• [SUPPLIED PASSAGE]:
┌──
The preferred operation makes use of the surfactant system in a manner that a multiphase system including at least one microemulsion phase is formed in the formation. Usually the surfactant system contains as the main ingredients water, the surfactant including the cyanohydrocarbylated alkoxylate or respectively glyceride and optionally the cosurfactant. These ingredients are thoroughly mixed and then introduced into the formation via one or more injection wells. However, the in-situ formation of a microemulsion in the formation, e.g. by simultaneous but unmixed injection or by alternating the injection of surfactant and cosurfactant is also within the scope of this invention.

The term "cosurfactant" as herein used is intended to encompass both the novel compositions of this invention and any additional cosurfactant employed.

Generally, the microemulsion is formed in the reservoir after the surfactant system is injected as a solution containing surfactant and cosurfactant in brine.

The present invention can be utilized for a variety of subterranean reservoirs. The invention is, however, particularly preferred in reservoirs containing hard brine connate water. Such hard brines are characterized by a high content of Mg++ and Ca++ ions in the reservoir water. Typical hard brines contain more than 100 ppm of Ca++ and/or Mg++.

If additional protective agents are employed in the surfactant system of this invention, they are utilized in the quantities shown above in addition to the novel compositions of this invention which, as mentioned above, also have protective agent function. Examples for such protecting agents are polyethoxylated fatty alcohols and polyethoxylated alkylphenols. In addition, the sodium salts of sulfated polyethoxylated fatty alcohols and polyethoxylated alkylphenols are known in the art to function as protective agents. These additionally employed protective agents can be the unreacted starting materials of the cyanohydrocarbylation reaction.
└──
• [DIRECTIONS FOR THIS TASK]: List the main ingredients that the passage on the surfactant system says the system usually contains.

• [ENTRIES SUPPLIED]:
┌──
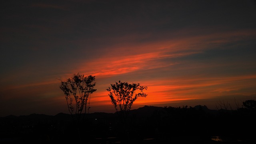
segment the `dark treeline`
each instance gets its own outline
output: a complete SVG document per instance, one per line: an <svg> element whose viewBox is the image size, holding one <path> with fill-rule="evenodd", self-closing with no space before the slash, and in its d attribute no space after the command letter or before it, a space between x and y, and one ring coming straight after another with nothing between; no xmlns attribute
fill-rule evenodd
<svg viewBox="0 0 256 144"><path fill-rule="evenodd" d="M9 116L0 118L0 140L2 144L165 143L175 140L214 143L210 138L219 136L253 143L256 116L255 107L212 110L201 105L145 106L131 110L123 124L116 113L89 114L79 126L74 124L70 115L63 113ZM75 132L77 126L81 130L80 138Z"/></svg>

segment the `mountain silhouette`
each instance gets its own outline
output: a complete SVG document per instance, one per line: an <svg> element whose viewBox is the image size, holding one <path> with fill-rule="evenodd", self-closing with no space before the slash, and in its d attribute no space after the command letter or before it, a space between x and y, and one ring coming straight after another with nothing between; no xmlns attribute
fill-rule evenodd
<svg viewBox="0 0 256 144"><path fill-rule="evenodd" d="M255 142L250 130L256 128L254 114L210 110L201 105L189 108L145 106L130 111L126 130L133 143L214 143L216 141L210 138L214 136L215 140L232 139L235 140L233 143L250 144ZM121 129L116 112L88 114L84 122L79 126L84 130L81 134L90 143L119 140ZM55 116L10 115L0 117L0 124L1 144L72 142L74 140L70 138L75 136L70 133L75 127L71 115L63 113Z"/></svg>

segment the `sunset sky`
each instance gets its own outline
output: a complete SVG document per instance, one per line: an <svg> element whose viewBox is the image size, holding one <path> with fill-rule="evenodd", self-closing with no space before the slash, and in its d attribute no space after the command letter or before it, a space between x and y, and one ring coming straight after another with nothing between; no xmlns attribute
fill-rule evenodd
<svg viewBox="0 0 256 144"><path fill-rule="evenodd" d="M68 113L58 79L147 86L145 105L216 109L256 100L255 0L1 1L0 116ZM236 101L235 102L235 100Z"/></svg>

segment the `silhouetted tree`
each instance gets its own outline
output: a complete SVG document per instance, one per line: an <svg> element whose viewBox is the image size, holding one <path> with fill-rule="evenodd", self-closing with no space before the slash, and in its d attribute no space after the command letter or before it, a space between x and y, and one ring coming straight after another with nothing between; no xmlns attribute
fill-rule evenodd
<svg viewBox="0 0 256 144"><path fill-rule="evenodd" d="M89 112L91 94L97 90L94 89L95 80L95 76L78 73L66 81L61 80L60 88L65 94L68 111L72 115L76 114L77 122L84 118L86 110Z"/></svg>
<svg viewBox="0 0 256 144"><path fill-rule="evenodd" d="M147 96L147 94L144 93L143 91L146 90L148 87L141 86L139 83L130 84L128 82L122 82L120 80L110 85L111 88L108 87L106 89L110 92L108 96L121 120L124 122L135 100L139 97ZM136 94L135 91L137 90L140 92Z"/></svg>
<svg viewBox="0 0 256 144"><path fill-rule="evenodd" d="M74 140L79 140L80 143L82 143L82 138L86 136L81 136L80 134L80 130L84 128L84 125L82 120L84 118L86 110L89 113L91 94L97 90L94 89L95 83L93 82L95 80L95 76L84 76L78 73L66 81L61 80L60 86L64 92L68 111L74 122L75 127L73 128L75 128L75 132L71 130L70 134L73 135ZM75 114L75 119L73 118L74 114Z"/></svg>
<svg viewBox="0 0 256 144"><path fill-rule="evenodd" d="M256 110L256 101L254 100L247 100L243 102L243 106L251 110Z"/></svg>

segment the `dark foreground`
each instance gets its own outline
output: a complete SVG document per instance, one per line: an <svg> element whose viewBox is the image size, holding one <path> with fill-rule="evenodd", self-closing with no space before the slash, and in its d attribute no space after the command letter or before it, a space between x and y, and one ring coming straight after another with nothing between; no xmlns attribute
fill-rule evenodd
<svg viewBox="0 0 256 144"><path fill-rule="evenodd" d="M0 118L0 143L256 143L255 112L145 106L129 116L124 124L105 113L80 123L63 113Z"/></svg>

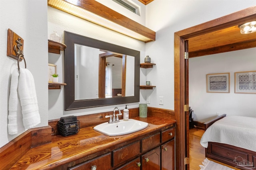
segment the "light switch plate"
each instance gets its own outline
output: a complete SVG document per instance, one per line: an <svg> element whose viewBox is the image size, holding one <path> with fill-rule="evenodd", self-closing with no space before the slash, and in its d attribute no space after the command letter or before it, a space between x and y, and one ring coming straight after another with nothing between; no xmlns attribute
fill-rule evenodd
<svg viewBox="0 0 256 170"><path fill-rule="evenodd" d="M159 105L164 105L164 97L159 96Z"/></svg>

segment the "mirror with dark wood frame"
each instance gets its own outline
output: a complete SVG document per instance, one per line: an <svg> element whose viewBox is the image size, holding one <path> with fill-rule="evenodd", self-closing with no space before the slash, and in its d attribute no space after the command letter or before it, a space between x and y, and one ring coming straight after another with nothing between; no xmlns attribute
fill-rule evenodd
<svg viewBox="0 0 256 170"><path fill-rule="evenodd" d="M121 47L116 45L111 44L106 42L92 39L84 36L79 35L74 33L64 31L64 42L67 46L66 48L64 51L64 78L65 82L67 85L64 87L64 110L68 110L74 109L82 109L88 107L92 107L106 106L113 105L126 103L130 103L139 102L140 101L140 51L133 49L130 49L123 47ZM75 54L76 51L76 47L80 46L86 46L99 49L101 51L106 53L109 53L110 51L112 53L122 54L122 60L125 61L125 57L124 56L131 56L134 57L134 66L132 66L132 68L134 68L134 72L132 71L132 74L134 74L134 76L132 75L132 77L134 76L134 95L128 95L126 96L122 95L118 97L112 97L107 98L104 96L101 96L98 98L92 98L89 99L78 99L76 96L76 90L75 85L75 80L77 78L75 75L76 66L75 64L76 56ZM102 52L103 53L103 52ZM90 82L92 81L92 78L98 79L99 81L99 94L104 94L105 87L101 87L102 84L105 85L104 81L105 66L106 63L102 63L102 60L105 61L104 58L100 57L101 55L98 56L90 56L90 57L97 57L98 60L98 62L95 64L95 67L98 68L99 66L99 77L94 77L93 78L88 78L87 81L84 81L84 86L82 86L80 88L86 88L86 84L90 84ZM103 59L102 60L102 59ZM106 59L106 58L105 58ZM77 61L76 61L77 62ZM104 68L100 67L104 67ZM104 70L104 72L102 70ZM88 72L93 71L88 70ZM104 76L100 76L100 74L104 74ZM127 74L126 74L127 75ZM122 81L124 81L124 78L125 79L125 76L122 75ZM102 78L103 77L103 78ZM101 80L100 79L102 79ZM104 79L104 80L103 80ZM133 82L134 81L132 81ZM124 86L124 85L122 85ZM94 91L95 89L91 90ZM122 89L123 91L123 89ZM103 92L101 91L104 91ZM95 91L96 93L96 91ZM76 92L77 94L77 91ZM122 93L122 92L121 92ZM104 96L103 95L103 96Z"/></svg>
└──
• [FULL RESPONSE]:
- Water
- The surfactant, including the cyanohydrocarbylated alkoxylate or glyceride
- The cosurfactant (optional)